La demande de décision préjudicielle porte sur l’interprétation des articles 8 et 9 de la directive (UE) 2016/343 du Parlement européen et du Conseil, du 9 mars 2016, portant renforcement de certains aspects de la présomption d’innocence et du droit d’assister à son procès dans le cadre des procédures pénales (JO 2016, L 65, p. 1), de l’article 4 bis de la décision-cadre 2002/584/JAI du Conseil, du 13 juin 2002, relative au mandat d’arrêt européen et aux procédures de remise entre États membres (JO 2002, L 190, p. 1), telle que modifiée par la décision-cadre 2009/299/JAI du Conseil, du 26 février 2009 (JO 2009, L 81, p. 24) (ci-après la « décision-cadre 2002/584 »), ainsi que de l’article 47 de la charte des droits fondamentaux de l’Union européenne (ci-après la « Charte »).

2

Cette demande a été présentée dans le cadre d’une procédure pénale engagée contre IR au sujet de faits susceptibles de constituer des infractions fiscales passibles de peines privatives de liberté.

Le cadre juridique

Le droit de l’Union

3

Les considérants 9, 10, 33, 35 à 39, 42, 43 et 47 de la directive 2016/343 énoncent :

« (9)

La présente directive a pour objet de renforcer le droit à un procès équitable dans le cadre des procédures pénales, en définissant des règles minimales communes concernant certains aspects de la présomption d’innocence et le droit d’assister à son procès.

(10)

En établissant des règles minimales communes relatives à la protection des droits procéduraux des suspects et des personnes poursuivies, la présente directive vise à renforcer la confiance des États membres dans le système de justice pénale des autres États membres [...]

[...]

(33)

Le droit à un procès équitable constitue l’un des principes fondamentaux d’une société démocratique. Sur celui-ci repose le droit des suspects ou des personnes poursuivies d’assister à leur procès, qui devrait être garanti dans l’ensemble de l’Union [européenne].

[...]

(35)

_Consignes:_
[1] Recopiez à l'identique, dans le texte source, le passage allant de « Les considérants 9, 10, 33, 35 » jusqu'à « à son procès. ».
[2] Répondez brièvement aux questions suivantes d'après le texte source.
(a) De quelle date est la directive (UE) 2016/343 ?
(b) Quelle décision-cadre a modifié la décision-cadre 2002/584/JAI ?
(c) Contre qui la procédure pénale a-t-elle été engagée ?
[3] Indiquez si chacune des affirmations suivantes concorde avec le texte source, en citant les mots qui permettent de trancher.
(a) La demande de décision préjudicielle porte notamment sur l'article 47 de la Charte.
(b) Les faits en cause sont susceptibles de constituer des infractions douanières.
(c) D'après le considérant 33, le droit d'assister à son procès devrait être garanti dans l'ensemble de l'Union.

_Données:_
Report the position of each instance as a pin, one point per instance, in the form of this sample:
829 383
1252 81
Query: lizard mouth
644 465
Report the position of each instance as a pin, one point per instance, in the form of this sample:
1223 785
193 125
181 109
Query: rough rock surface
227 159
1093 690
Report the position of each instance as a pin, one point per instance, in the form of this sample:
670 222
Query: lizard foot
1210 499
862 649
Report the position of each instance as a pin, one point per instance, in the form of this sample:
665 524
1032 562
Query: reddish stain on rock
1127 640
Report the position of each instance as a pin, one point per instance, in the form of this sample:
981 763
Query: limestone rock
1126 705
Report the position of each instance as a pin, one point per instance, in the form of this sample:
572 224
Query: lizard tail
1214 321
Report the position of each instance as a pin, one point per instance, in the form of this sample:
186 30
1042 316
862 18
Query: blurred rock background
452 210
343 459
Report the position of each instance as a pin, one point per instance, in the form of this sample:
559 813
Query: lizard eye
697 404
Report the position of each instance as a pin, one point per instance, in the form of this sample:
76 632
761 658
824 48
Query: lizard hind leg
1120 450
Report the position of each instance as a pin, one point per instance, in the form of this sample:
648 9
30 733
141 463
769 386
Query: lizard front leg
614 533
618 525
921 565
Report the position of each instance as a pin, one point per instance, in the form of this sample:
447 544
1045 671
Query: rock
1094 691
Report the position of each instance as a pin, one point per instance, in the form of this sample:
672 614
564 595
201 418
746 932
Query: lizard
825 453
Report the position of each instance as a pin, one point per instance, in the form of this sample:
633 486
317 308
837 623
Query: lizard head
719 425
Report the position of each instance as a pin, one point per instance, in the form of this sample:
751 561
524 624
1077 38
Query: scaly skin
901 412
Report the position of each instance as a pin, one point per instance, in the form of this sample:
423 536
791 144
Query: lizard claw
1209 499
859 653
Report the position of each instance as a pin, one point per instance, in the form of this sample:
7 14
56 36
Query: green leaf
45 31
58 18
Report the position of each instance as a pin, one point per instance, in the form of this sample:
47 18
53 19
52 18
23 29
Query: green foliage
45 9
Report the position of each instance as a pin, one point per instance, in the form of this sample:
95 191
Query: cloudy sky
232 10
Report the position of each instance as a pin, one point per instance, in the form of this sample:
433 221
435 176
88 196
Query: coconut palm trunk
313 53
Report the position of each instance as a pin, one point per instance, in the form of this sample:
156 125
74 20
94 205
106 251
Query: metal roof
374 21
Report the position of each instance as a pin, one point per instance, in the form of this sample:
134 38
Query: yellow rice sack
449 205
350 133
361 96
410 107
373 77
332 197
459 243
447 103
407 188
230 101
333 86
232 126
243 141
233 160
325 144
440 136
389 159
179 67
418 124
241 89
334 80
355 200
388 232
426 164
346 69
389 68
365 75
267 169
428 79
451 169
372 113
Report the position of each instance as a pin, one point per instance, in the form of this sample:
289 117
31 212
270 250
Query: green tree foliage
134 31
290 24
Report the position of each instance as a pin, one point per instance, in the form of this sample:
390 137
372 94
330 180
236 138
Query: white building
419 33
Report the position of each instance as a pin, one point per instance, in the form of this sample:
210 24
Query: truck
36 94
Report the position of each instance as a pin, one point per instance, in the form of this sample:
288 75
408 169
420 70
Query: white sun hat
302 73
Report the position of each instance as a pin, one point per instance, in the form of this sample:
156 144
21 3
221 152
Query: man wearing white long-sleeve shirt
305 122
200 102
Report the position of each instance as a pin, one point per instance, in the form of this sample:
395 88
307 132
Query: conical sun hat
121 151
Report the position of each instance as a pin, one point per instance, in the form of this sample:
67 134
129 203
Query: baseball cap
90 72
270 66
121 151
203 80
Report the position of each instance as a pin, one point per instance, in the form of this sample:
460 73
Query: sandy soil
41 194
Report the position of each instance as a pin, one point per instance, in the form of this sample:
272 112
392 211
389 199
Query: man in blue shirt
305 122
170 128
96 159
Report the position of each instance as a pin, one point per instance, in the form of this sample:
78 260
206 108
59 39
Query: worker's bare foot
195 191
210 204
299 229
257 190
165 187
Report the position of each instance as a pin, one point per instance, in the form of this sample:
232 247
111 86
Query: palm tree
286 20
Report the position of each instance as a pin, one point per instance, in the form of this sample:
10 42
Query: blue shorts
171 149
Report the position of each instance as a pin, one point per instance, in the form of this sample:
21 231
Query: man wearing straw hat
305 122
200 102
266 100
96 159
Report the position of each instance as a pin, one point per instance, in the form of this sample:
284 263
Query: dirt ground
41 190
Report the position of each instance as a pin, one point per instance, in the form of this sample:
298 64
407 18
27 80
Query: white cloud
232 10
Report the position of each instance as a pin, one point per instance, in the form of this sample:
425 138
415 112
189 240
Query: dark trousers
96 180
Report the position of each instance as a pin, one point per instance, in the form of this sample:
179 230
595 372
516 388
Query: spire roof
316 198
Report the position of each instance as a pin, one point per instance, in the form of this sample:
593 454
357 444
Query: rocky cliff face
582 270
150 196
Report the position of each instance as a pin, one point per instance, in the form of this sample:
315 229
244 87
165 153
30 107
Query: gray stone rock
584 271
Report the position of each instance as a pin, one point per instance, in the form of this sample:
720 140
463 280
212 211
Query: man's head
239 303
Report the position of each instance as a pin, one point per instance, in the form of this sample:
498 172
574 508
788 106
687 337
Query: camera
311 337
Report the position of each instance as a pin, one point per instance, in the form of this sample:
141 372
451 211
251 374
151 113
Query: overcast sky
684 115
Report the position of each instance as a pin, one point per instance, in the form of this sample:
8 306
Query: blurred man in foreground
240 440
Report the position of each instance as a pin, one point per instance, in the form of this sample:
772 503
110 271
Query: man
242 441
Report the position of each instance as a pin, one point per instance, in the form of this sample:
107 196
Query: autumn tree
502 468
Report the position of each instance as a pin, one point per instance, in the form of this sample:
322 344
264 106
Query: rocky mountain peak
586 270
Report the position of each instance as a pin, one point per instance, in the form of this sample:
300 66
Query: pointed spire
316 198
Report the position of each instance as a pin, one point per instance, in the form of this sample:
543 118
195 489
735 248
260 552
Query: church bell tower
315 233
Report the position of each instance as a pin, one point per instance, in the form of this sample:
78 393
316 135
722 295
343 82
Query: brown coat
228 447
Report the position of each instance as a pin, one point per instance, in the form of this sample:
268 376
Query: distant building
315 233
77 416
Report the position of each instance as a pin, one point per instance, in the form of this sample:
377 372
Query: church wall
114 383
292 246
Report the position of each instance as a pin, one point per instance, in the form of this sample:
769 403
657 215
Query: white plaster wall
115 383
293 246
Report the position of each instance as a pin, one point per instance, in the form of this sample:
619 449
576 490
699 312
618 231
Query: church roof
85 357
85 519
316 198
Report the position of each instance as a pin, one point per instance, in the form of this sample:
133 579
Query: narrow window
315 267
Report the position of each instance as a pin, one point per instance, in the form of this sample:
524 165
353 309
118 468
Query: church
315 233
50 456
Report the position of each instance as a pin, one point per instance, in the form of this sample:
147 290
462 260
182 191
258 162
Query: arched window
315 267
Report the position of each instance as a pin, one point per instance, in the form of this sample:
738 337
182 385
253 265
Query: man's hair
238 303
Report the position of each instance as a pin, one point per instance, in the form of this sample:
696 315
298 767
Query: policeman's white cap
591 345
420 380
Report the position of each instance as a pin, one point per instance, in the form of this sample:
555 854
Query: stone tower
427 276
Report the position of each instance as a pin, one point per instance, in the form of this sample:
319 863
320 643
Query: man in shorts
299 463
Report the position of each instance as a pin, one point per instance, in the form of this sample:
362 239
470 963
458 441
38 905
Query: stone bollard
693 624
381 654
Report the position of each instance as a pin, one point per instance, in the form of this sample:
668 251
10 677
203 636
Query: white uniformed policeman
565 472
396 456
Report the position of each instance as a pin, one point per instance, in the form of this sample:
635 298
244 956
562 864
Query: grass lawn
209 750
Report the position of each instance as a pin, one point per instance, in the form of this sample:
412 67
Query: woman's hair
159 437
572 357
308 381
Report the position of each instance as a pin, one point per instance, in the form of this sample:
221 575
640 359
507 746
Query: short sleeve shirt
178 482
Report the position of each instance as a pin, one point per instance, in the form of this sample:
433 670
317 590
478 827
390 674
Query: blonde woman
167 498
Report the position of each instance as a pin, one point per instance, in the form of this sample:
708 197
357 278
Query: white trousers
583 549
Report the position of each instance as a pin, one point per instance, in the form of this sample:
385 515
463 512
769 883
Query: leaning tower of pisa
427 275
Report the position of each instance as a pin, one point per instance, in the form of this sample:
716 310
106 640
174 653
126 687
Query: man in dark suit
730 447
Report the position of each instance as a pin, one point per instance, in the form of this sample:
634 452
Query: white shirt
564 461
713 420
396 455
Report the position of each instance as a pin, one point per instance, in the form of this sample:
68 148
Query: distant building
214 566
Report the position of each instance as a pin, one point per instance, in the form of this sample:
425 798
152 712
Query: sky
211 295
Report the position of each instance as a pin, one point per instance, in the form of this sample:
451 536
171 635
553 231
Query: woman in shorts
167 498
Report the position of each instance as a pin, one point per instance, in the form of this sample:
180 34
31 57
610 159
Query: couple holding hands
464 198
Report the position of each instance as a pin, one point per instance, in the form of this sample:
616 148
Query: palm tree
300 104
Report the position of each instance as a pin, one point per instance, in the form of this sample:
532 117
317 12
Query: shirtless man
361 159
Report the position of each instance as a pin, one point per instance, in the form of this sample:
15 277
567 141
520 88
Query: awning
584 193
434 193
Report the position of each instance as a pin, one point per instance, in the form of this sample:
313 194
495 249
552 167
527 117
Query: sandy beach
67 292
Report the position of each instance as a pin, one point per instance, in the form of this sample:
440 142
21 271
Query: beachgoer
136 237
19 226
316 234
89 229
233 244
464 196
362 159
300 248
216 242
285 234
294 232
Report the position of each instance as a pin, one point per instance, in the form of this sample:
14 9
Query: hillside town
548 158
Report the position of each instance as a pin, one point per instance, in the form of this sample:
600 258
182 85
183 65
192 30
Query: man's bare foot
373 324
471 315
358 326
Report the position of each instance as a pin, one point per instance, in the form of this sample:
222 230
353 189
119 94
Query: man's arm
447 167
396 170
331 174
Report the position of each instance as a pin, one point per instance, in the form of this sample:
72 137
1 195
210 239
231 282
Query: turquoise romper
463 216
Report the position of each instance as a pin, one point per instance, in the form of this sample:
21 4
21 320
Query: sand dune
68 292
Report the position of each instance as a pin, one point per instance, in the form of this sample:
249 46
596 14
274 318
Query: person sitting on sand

_Réponses attendues:_
[1]
Les considérants 9, 10, 33, 35 à 39, 42, 43 et 47 de la directive 2016/343 énoncent :

« (9)

La présente directive a pour objet de renforcer le droit à un procès équitable dans le cadre des procédures pénales, en définissant des règles minimales communes concernant certains aspects de la présomption d’innocence et le droit d’assister à son procès.

[2]
(a) Du 9 mars 2016.
(b) La décision-cadre 2009/299/JAI du Conseil, du 26 février 2009.
(c) Contre IR.

[3]
(a) Oui : « ainsi que de l’article 47 de la charte des droits fondamentaux de l’Union européenne ».
(b) Non : « faits susceptibles de constituer des infractions fiscales passibles de peines privatives de liberté ».
(c) Oui : « qui devrait être garanti dans l’ensemble de l’Union ».